** TASK BRIEF **
Could you repeat all of the entries word for word, minus any pictures?
DATA UNDER STUDY: Begin
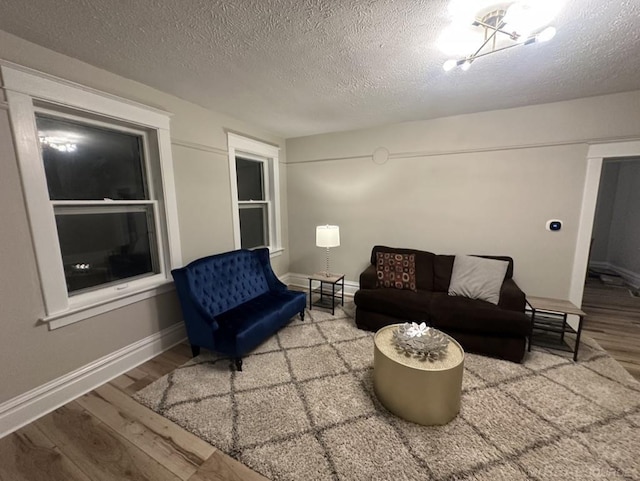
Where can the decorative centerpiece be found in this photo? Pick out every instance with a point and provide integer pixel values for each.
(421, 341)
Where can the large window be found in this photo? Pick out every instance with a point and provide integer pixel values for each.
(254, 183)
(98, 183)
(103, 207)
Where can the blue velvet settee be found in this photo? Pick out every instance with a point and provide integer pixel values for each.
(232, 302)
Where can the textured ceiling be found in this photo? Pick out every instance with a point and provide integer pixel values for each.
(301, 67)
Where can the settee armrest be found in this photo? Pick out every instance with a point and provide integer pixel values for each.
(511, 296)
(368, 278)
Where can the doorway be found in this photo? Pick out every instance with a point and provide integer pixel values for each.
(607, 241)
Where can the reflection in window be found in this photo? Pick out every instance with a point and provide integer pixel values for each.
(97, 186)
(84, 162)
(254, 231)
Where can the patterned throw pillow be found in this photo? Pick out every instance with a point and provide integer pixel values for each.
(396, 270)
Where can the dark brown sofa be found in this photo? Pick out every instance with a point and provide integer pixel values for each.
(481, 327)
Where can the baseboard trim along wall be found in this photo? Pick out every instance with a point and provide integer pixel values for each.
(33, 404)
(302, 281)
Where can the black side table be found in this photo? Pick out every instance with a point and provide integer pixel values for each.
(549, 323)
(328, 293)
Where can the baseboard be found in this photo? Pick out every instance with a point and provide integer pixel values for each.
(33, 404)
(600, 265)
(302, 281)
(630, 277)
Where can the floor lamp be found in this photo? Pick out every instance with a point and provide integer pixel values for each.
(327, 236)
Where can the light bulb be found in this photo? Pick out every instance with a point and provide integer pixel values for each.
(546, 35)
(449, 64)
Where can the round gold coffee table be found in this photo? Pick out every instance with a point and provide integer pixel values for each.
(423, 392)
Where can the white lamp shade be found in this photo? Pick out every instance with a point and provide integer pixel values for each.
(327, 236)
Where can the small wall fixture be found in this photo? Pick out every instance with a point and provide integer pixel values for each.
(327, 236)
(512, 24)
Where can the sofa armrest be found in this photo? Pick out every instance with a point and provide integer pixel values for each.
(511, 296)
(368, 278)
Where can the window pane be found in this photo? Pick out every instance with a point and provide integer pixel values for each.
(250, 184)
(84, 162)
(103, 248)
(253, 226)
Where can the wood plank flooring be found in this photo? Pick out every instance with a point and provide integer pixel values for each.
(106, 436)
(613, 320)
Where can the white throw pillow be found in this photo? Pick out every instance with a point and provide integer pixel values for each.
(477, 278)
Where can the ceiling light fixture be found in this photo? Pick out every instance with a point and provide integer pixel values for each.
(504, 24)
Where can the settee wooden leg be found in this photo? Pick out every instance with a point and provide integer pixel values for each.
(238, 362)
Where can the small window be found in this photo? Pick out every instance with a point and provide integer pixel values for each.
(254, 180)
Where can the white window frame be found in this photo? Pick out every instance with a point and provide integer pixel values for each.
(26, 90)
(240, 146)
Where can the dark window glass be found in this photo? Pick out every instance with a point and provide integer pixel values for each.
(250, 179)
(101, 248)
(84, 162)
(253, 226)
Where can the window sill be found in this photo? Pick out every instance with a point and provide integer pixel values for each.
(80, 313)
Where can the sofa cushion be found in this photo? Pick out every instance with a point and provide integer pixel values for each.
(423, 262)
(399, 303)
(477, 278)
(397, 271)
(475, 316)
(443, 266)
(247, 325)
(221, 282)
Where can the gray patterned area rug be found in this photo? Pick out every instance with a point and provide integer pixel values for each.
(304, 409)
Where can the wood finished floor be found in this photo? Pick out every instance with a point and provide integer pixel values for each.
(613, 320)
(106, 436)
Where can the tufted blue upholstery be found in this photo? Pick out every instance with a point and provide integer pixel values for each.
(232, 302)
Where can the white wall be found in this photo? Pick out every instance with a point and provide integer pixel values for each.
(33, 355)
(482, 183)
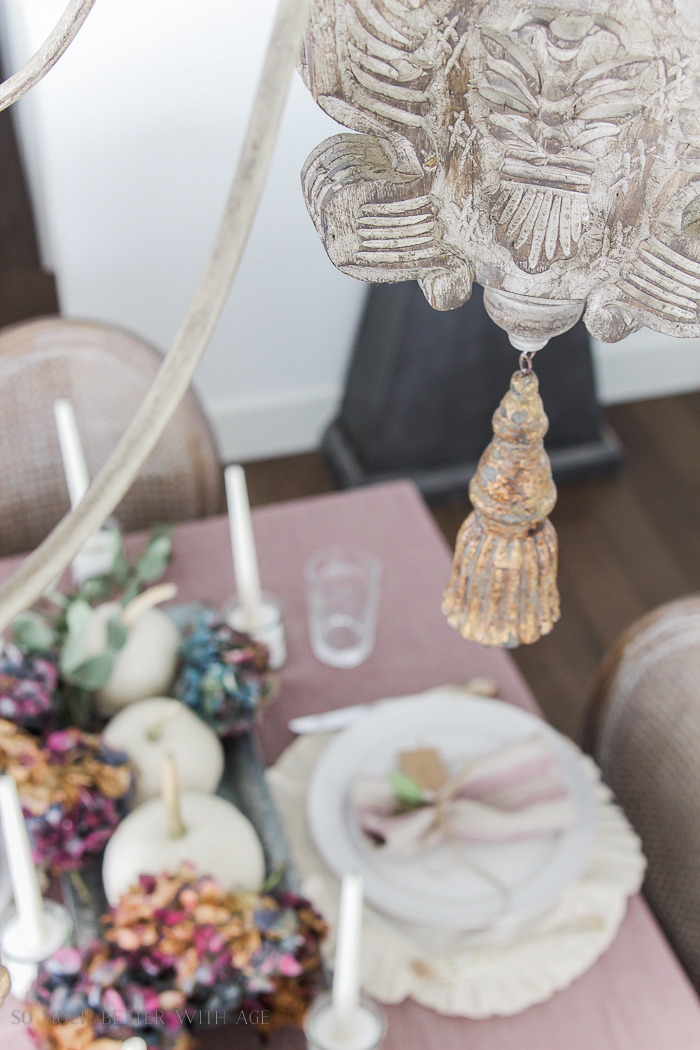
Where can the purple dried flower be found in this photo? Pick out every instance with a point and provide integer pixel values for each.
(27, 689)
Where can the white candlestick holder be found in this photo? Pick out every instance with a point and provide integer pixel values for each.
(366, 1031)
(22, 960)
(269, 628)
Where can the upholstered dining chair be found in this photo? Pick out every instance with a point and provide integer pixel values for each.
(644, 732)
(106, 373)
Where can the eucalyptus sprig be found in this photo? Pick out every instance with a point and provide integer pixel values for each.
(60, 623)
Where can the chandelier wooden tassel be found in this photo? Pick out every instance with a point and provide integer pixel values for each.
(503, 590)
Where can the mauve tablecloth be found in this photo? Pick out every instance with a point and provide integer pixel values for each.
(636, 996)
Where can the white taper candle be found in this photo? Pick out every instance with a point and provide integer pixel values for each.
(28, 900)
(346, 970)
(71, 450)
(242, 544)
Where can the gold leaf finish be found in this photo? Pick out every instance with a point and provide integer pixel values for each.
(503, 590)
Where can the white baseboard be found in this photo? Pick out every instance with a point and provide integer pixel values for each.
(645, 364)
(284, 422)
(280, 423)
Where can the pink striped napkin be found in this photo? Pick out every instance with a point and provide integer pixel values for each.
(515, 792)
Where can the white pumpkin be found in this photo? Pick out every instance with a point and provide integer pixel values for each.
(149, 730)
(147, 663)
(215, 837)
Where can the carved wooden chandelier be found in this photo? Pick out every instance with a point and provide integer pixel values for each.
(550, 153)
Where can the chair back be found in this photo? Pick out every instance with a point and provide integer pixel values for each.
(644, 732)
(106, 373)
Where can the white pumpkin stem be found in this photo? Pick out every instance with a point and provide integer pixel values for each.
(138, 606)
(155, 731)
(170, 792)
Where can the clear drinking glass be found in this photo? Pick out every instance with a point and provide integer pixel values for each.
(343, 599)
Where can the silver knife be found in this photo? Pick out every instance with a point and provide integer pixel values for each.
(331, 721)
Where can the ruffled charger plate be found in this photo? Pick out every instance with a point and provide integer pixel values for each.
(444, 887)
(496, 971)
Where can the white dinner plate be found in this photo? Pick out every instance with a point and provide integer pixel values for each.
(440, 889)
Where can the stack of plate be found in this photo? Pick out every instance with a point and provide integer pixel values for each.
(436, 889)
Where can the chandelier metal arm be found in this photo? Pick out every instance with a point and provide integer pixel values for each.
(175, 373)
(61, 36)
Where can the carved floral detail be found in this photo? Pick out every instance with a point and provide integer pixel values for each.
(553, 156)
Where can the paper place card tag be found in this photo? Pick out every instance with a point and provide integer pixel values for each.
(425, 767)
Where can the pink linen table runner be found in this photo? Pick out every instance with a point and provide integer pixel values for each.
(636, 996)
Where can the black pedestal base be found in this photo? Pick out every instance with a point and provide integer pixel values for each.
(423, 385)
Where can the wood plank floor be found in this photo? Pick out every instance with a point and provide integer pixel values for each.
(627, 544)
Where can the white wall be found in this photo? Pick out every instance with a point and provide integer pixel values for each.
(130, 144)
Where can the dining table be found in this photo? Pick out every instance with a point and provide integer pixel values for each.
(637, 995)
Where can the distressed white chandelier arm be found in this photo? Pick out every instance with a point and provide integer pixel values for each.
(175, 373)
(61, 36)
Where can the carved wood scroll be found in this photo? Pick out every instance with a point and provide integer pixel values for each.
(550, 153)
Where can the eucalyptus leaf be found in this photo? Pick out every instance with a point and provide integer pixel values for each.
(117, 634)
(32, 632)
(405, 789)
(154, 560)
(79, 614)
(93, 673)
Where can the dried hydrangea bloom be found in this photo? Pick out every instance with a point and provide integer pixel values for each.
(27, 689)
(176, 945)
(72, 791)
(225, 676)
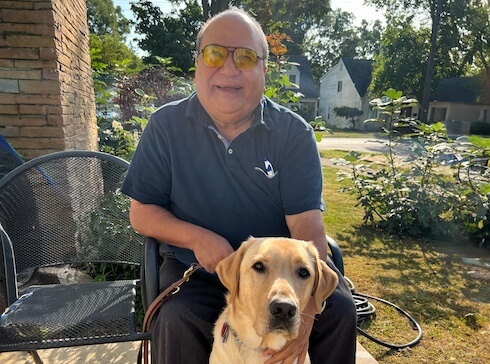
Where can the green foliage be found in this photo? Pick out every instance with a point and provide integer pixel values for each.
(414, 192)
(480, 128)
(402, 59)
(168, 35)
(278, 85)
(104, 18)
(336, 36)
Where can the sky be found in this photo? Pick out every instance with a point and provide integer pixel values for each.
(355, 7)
DATA UNDER STUDY: End
** SOLUTION TO THE PROBLEM **
Where can the decorative centerpiece be found in this photo? Pick out every instance with a point and provide integer pixel values for each.
(421, 341)
Where can the large window be found in this photo? Pick out every instance with a point and provide integer pixel values for each.
(254, 183)
(98, 183)
(103, 207)
Where can the blue velvet settee be found in this photo? Pick out every instance with a point and provide integer pixel values for each.
(232, 302)
Where can the textured ceiling be found in this photo? Pick out every instance with a point and provide integer pixel values for each.
(301, 67)
Where can the settee armrest be found in this photo? Pick out every instance with a point and provide integer pixel values for each.
(511, 296)
(368, 278)
Where can the doorway be found in this photo? Pick out every instance with a point and provide integer pixel values for each.
(607, 241)
Where can the reflection in window be found in this photo? Pick out every instance with a point and provide integer pixel values for each.
(97, 186)
(84, 162)
(254, 231)
Where can the patterned throw pillow be found in this photo? Pick out every instance with a point and provide integer pixel values for each.
(396, 270)
Where can the dark brown sofa be found in this photo? Pick out every instance with a point and provide integer pixel values for each.
(481, 327)
Where can the baseboard trim along wall be found in this photo? Pick out every instance with a point and provide integer pixel values for each.
(33, 404)
(302, 281)
Where can the black side table be found in this photo? Pick out every instance with a point and provide integer pixel values for each.
(549, 323)
(328, 293)
Where can the baseboard be found in this photo? Pick out every instance with a point and provide integer pixel values for each.
(33, 404)
(600, 265)
(302, 281)
(630, 277)
Where can the floor lamp be found in this photo? Pick out every instance with a point and provide integer pixel values for each.
(327, 236)
Where can the light bulb be found in this photo? Pick out every instance with a point and provide integer pixel values for each.
(546, 35)
(449, 64)
Where can the round gold coffee table be found in this photo? Pick out every instance with a point and provide integer pixel values for each.
(423, 392)
Where can the white lamp shade be found in this photo? Pick out every instance with a point and provide integer pixel values for each.
(327, 236)
Where can the small wall fixture be found in this photo? Pick out every instance with a point and provide integer pixel values for each.
(327, 236)
(512, 24)
Where can the sofa armrest be found in this photo? Pick out every instance with a point and provide integer pixel values for each.
(511, 296)
(368, 278)
Where can the window pane be found in this photo? Pick out every instance with a point and provide integer pixel values for each.
(250, 184)
(84, 162)
(103, 248)
(253, 226)
Where can the wood plank flooring be found in this photo? Pick out every instance with a point and provide integer pixel values for each.
(106, 436)
(613, 320)
Where can the white throw pillow be found in this photo? Pick out every instance with a point and provide integer pixel values for each.
(477, 278)
Where can the ceiling light fixture be found in this photo? Pick out every instance with a point and provide integer pixel values for each.
(504, 24)
Where can the settee wooden leg be found in this photo? Pick out every instance with a point and provide integer pixel values for each.
(238, 362)
Where can the small window be found in this photo? Pick out every instance with a point and provide integer pixel values for each.
(254, 180)
Where can the white window frame be found in this photo? Pick out every instance with a point and provide integer pixel values for each.
(26, 90)
(240, 146)
Where can the dark window glass be found in this photo? Pick out every instance with a point and provide integer pixel values for each.
(250, 179)
(101, 248)
(84, 162)
(253, 226)
Where can the window sill be found in this photo? Pick out every instance with a point and provide integer pixel values for each.
(80, 313)
Where can the sofa cushion be found in this photo? Pick out every instance with a point and provide integer pixel values for each.
(423, 262)
(399, 303)
(477, 278)
(397, 271)
(475, 316)
(443, 266)
(247, 325)
(221, 282)
Where can the gray patterned area rug be found in this photo? Pick out every instance with a point and provide integer pixel values for each.
(304, 409)
Where can the wood finished floor be found in this photo? Pick out every instance with a point and provide integer pixel values for each.
(613, 320)
(106, 436)
Where can the tufted blue upholstery be found in this photo? Pick out every instance with a point and provide integer pixel values for each.
(232, 302)
Where can the white wall be found in this photo? Pick out every instance with a point and provide integer pixel values for each.
(33, 355)
(482, 183)
Where can the purple dried flower be found in this photo? Pick out every instance with a point and provide integer pixel values for each.
(27, 689)
Where can the white candlestick holder be found in this photo? Pick out every instance with a point and provide integer pixel values for each.
(366, 1031)
(22, 960)
(269, 628)
Where can the upholstered dining chair be found in this photo? Pick out every instance with a point and provide integer pixel values for each.
(644, 732)
(106, 373)
Where can the eucalyptus sprig be found in this photo? Pick out every instance with a point and provide integer pixel values for each.
(60, 623)
Where can the chandelier wooden tassel be found in this photo? Pick out every instance with a point and provide integer pixel values for each.
(503, 590)
Where can the mauve tablecloth be found in this photo? Pick out every instance with a point and provide integer pixel values for each.
(636, 996)
Where can the white taper candle be found in this photo? Pick out every instance with a point and provide integer pixel values for each.
(28, 900)
(346, 970)
(71, 450)
(242, 544)
Where can the gold leaf finish be found in this photo? Pick out every instance with a point and provide integer pixel values for each.
(503, 590)
Where can the white baseboard be found in this photo? Pick out every instance with a point and provide integer pixel values for each.
(645, 364)
(284, 422)
(280, 423)
Where can the pink striped napkin be found in this photo? Pick out every instance with a point and provide integer pixel values for each.
(515, 792)
Where can the white pumpkin be found in this photo? Pick out every instance with a point and provide integer pixel values for each.
(149, 730)
(147, 663)
(215, 837)
Where can the carved wooden chandelier be found in this photo? Pick out every instance with a point and provide integer pixel values for each.
(550, 153)
Where can the chair back be found in this photo? Pick out every instance with a point and provide integer pixel values for each.
(644, 732)
(106, 373)
Where can the white pumpkin stem be found in this photo? Pick out every instance with a point and provide integer pixel values for each.
(138, 606)
(155, 731)
(170, 792)
Where can the clear drinking glass be found in this photo? Pick out every instance with a point and provide integer pixel values for each.
(343, 599)
Where can the silver knife be found in this photo? Pick out every instance with a point and provide integer pixel values for each.
(331, 721)
Where can the ruffled charger plate be found in this photo? Pick out every instance with a point and provide integer pixel values for each.
(444, 887)
(496, 971)
Where can the white dinner plate be found in this photo? Pick out every instance with a point and provide integer pixel values for each.
(440, 889)
Where can the stack of plate be found in this photo? Pick out every instance with a point and provide integer pixel values for each.
(436, 889)
Where can the chandelier metal arm be found in this photo? Pick out every instance with a point and provide integer pixel values for each.
(175, 373)
(61, 36)
Where can the carved floral detail be found in this photo? Pick out every instance with a point and provide integer pixel values for each.
(553, 156)
Where can the paper place card tag be found in this photo? Pick out every instance with a point and provide integer pixel values for each.
(425, 767)
Where can the pink linen table runner be found in this photo? Pick out every instance with a point and provide integer pixel values for each.
(636, 996)
Where can the black pedestal base be found in this photo? Pick out every instance with a point and provide integer pixel values for each.
(423, 385)
Where can the wood plank floor be found in this photo? Pick out every instance with a point and provide integer pixel values for each.
(627, 544)
Where can the white wall be found in this photo? Pick out every instance with a point and provide integer pixel values for each.
(130, 144)
Where can the dining table be found in this photo? Pick out every instance with a point and provide integer pixel values for each.
(637, 995)
Where can the distressed white chandelier arm be found in this photo? Pick out every instance with a point and provide integer pixel values for each.
(175, 373)
(61, 36)
Where can the carved wood scroll be found in this photo? Pick out every instance with a point and provide integer pixel values for each.
(550, 153)
Where can the eucalyptus leaf be found in this photo? Pick out every instance with a point and provide integer pixel values for each.
(117, 634)
(32, 632)
(405, 789)
(154, 560)
(79, 614)
(93, 673)
Where can the dried hydrangea bloom be found in this photo? Pick out every instance with a point and provide integer pixel values for each.
(27, 689)
(176, 945)
(72, 791)
(225, 676)
Where can the green foliage be found in this photo? Pick out every instance with a point and provide integer pixel values for each.
(414, 192)
(480, 128)
(402, 59)
(168, 35)
(278, 85)
(104, 18)
(336, 36)
Where can the sky be found in this photo? Pick out every instance with a point and provide integer pixel values for each.
(355, 7)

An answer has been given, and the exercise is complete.